BEGIN RECORDS SHOWN

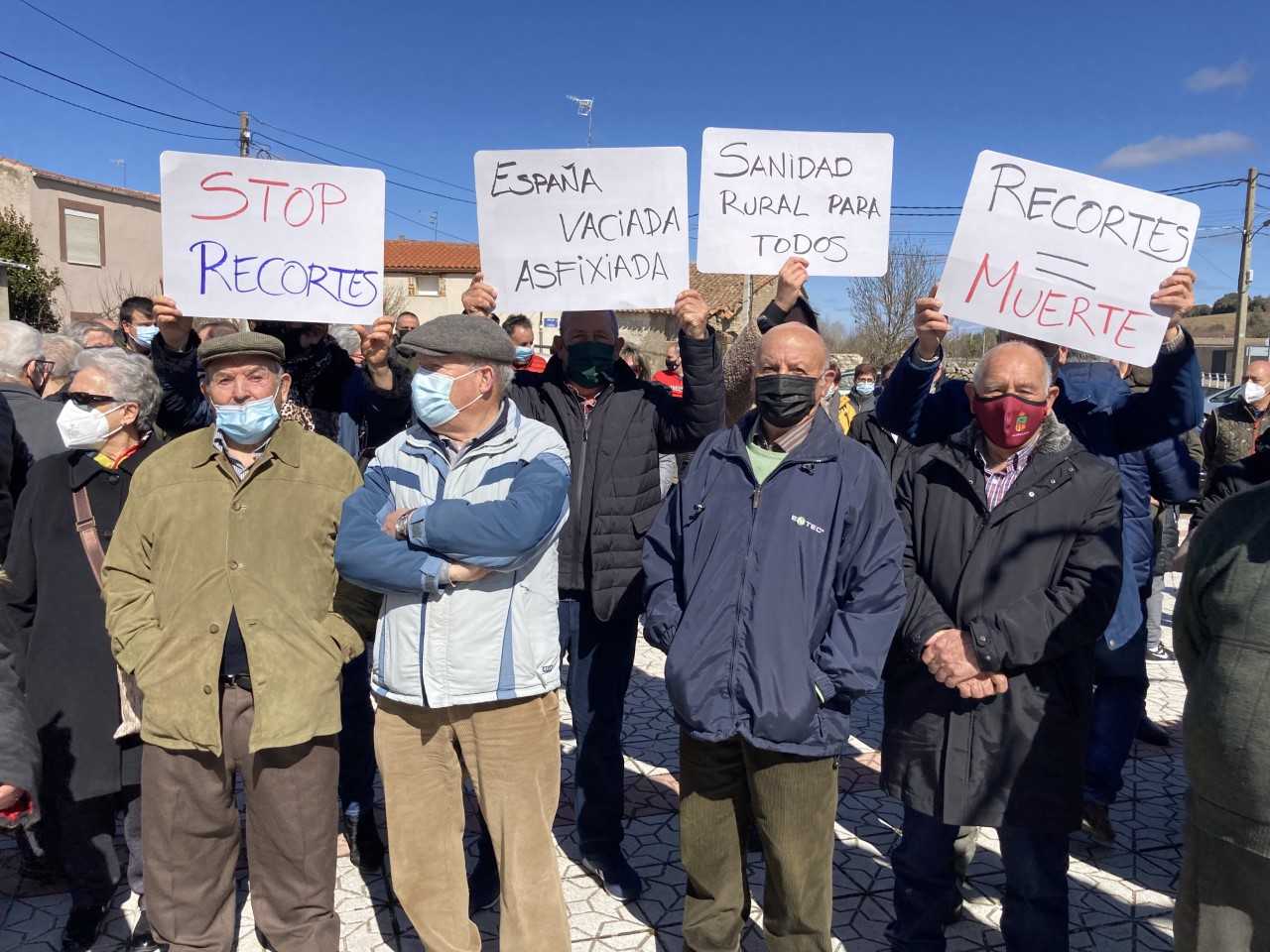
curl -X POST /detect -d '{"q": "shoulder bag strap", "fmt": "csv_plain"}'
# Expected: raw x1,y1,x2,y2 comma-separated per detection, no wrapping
72,486,105,588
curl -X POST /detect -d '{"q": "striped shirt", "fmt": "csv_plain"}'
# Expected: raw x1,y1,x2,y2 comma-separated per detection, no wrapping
974,436,1036,512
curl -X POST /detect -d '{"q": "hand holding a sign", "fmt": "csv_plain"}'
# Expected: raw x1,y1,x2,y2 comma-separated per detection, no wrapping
353,317,393,390
776,258,811,313
463,272,498,317
675,291,710,340
154,295,194,353
915,285,952,361
1151,268,1195,340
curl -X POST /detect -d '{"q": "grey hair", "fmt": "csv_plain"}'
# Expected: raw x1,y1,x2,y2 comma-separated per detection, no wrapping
330,323,362,354
40,334,83,380
75,348,163,432
974,340,1054,393
0,321,44,380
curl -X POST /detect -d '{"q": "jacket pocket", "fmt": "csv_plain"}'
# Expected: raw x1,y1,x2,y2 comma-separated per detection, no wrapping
631,507,661,539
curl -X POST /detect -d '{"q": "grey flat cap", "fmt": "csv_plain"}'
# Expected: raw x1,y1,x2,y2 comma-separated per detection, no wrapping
198,330,287,367
398,313,516,363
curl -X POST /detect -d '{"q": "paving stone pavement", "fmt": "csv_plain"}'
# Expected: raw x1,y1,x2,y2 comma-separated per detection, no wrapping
0,575,1187,952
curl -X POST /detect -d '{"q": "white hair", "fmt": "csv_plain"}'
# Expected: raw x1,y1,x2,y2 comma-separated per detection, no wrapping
0,321,44,381
40,334,83,380
75,348,163,432
974,340,1054,394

END RECORDS SHOWN

→ INSTRUCTION: Rewrite the records from the start up to and including the line with "0,575,1187,952", multiplying every bounding-box coordinate in the answers by 2.1 and rounding to whole numbers, with halves rounded up. Keep the requests as they are, and leave the pictures out.

→ FULL OUTPUT:
curl -X POST /detect -d '{"q": "shoulder bag strap", "fmt": "csv_plain"}'
# Expected: raw x1,y1,x2,y2 comma-separated per detection, no wrapping
151,1021,221,1235
curl -X POST /detect -d '{"q": "striped shirt", "fmt": "csv_plain"}'
# Expected: raw x1,y1,x2,y2 comma-separated per detection, no wrapping
2045,916,2176,1075
curl -X POST /detect -d '{"q": "hand holding a sign", "fmt": "csv_plain"}'
# Expected: raw x1,y1,x2,y2 comma-separated per detection, no wrapping
741,666,825,819
1630,542,1703,657
972,571,1046,666
1418,611,1491,714
323,620,407,741
1922,599,1999,758
2417,563,2510,714
curl -X POST /detect -d '{"q": "grey hair", "fmt": "csv_plain"}'
# Expected: raw x1,y1,x2,y2 comma-separated per detection, no wrapping
693,678,760,743
84,701,174,798
158,731,342,907
2045,714,2213,825
0,674,92,798
curl -X POST /detect -d '{"q": "jacket pocket", "fmt": "csv_plain"}'
# Expected: raw x1,y1,x2,y2 comma-separated per detection, no wrapping
1325,1065,1388,1132
curl -X POST /detect -d '{"q": "grey flat cap", "fmt": "csv_plain"}'
# Expected: raw x1,y1,x2,y2 comma-separated per detection, no wrapping
416,693,603,771
836,657,1084,762
curl -X POST /detect -d '{"q": "paving stone pavement", "fmt": "csv_plain"}'
# Expected: raw x1,y1,x2,y2 comma-separated per detection, no wrapping
0,1208,2493,1999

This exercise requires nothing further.